◆ **Problem description**
Print exactly the lines from the line with "tent, I would be thankful." to the last line of the data, please, both included.

◆ **Listing**

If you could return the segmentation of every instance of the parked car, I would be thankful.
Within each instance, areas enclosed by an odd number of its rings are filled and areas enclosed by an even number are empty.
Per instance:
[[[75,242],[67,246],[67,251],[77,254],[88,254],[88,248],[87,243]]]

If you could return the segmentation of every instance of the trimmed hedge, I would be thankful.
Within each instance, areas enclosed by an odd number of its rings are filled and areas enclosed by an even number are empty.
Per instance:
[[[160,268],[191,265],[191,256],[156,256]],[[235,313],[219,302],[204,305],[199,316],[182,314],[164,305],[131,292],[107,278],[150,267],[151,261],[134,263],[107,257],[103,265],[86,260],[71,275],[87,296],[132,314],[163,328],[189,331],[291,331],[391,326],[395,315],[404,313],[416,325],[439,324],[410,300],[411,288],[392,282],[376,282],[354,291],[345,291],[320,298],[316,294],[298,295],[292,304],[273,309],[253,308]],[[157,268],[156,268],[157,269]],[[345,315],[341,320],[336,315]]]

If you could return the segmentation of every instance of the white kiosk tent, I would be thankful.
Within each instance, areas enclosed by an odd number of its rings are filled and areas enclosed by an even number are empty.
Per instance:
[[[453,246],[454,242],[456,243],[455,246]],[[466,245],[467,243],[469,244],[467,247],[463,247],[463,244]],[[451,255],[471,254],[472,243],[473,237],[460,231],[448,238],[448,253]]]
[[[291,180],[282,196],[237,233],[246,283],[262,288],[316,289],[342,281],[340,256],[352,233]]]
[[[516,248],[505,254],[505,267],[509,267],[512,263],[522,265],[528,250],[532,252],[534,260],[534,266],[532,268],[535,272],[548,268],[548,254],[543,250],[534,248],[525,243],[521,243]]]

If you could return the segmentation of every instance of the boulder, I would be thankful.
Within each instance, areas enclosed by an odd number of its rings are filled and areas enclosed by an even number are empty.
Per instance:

◆ **Response to this exercise**
If you could return the segmentation of every instance of the white kiosk tent, I would be thankful.
Within each instance, areas enclosed by an odd number of its rings are filled and areas enclosed by an even number are empty.
Per instance:
[[[453,246],[454,242],[456,243],[455,246]],[[466,245],[467,243],[469,244],[467,247],[463,247],[463,244]],[[451,255],[471,254],[472,243],[473,237],[460,231],[448,238],[448,253]]]
[[[291,180],[282,196],[237,233],[246,283],[262,288],[316,289],[342,281],[340,256],[352,233]]]
[[[516,248],[505,254],[505,267],[509,267],[512,263],[522,265],[528,250],[532,252],[534,260],[534,266],[532,268],[535,272],[548,268],[548,254],[543,250],[534,248],[525,243],[521,243]]]

If you could return the segmentation of every instance of the boulder, I would be thankful.
Within each instance, areas enclosed by an odd number of its rings are filled and areas enclosed by an even number are empty.
Per instance:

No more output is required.